Written task -
Change every "green hedge" to "boxwood hedge" in the records starting at the line containing "Definition first: for each instance of the chrome bumper" and ending at the line containing "100], [104, 71]]", leaving everything else as it is.

⟨

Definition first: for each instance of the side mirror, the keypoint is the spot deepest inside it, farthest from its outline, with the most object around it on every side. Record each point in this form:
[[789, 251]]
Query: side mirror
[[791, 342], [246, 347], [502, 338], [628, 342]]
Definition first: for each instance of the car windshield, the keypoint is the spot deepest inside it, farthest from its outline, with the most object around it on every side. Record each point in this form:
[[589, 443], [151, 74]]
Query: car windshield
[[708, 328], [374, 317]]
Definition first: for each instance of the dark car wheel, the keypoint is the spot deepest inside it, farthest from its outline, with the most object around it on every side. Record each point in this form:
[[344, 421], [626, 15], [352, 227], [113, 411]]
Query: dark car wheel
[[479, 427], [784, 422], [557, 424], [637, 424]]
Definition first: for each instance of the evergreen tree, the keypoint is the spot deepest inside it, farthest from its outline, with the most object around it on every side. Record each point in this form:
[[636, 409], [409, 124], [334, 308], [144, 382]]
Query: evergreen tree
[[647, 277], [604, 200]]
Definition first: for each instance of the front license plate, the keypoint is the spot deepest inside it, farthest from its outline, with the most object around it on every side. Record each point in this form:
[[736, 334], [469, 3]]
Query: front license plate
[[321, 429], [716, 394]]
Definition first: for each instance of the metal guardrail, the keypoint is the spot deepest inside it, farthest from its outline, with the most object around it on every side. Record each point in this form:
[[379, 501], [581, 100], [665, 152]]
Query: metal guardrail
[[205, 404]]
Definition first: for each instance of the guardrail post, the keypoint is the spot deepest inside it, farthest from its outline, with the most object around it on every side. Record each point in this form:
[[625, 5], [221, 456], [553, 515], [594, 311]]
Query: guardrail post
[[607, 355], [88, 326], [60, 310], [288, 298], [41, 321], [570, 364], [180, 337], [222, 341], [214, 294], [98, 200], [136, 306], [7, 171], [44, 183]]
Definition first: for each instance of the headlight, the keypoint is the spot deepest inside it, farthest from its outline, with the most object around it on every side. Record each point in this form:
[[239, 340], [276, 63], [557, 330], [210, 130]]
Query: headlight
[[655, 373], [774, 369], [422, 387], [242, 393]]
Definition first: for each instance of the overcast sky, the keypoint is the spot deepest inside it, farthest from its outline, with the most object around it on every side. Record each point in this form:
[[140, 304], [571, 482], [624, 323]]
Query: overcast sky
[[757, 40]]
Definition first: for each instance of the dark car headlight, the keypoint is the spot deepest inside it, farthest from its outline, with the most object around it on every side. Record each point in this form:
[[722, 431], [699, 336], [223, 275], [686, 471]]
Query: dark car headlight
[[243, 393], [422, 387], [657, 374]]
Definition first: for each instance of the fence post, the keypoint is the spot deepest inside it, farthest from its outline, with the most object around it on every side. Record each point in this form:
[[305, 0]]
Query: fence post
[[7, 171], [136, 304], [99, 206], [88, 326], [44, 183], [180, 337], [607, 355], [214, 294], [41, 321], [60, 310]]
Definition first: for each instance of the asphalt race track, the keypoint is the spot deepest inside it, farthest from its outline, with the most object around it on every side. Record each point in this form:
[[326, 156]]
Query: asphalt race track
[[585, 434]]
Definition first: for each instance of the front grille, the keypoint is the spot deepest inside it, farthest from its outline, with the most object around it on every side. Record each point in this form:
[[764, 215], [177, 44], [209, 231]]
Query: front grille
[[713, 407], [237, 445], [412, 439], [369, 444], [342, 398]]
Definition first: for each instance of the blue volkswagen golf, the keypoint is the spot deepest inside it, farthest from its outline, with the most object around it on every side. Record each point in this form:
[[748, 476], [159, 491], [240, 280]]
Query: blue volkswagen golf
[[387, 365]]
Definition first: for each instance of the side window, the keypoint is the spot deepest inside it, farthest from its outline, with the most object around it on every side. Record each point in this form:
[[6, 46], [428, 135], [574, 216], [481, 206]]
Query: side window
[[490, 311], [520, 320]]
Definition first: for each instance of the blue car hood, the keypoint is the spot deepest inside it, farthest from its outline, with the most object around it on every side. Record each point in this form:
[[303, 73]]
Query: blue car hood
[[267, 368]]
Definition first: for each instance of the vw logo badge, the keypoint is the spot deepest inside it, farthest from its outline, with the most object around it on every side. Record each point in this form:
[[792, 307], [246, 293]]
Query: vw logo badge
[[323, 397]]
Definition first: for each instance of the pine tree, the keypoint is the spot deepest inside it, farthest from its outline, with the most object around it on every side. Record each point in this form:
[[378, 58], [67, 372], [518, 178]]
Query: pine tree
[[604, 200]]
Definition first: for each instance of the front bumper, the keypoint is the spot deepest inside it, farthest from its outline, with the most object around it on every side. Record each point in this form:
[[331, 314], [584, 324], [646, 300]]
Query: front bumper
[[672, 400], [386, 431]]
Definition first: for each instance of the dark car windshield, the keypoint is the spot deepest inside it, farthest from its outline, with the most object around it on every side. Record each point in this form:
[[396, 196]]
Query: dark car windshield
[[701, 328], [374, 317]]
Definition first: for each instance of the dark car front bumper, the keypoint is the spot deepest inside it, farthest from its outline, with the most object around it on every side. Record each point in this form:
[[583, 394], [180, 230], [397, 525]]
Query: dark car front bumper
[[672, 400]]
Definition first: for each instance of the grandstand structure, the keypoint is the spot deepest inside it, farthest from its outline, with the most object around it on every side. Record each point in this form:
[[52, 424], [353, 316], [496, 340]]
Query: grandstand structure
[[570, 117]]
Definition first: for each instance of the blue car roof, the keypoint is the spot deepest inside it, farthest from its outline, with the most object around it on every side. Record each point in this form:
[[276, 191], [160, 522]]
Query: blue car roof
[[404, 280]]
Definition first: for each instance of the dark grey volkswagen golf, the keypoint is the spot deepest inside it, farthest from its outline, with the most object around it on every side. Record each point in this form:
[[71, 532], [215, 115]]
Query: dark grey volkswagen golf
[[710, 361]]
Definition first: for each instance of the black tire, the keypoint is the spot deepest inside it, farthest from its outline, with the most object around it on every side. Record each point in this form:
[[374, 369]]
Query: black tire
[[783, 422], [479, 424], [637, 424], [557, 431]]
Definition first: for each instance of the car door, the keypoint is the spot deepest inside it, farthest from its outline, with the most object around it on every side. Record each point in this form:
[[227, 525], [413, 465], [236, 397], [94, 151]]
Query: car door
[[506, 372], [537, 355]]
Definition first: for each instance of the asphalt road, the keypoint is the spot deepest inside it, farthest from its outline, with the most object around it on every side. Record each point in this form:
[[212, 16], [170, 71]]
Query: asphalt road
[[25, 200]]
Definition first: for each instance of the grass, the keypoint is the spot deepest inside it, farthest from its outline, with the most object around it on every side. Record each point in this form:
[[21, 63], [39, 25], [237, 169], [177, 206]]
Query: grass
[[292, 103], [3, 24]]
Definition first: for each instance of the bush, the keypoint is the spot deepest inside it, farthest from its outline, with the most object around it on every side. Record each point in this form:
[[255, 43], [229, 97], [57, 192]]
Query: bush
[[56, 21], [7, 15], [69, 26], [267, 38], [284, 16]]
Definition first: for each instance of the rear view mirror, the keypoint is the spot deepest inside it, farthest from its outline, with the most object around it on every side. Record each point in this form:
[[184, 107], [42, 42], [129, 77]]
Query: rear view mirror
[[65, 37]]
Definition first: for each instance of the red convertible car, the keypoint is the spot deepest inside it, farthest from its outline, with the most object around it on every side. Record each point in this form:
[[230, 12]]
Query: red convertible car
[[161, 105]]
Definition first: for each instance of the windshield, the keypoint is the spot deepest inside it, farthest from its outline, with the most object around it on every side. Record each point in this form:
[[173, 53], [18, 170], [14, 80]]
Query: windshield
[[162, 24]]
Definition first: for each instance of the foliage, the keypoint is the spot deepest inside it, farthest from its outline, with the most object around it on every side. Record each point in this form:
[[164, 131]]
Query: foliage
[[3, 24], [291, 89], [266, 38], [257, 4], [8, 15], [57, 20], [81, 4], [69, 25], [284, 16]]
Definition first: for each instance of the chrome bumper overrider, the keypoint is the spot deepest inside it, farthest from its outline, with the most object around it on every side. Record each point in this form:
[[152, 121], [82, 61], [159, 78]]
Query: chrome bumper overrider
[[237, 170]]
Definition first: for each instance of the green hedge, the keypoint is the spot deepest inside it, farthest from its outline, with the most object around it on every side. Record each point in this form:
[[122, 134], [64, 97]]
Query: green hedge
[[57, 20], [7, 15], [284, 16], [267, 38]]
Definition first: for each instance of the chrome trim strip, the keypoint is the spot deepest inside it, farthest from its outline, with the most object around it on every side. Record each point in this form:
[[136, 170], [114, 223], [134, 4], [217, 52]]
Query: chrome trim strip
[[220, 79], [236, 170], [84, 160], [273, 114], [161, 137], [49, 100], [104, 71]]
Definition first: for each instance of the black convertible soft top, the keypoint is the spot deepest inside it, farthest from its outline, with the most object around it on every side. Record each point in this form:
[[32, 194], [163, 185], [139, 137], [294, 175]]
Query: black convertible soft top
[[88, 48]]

⟩

In response -
Definition first: for each instance of the chrome bumper overrider, the keypoint is the spot deepest inside it, farthest from its outline, with the most object around it on every side. Record each point in this form:
[[152, 121], [82, 61], [159, 78]]
Query: chrome bumper overrider
[[237, 170]]
Definition first: for each instance of the boxwood hedge, the keypoint is the spot deepest inside it, farthest from its outline, with the most object around it on every side. Record each point in this form:
[[122, 134], [64, 97]]
Query: boxwood hedge
[[57, 20], [7, 15], [284, 16], [267, 38]]
Definition first: for each instance of the chrome trim strip, the keypoint is the spot deepest inside it, farthest from its outline, with the most object around it on every side. Record each point in this form:
[[136, 170], [114, 223], [134, 4], [217, 52]]
Query: chrome trim strip
[[220, 79], [236, 170], [84, 160], [273, 114], [161, 137], [49, 100], [104, 71]]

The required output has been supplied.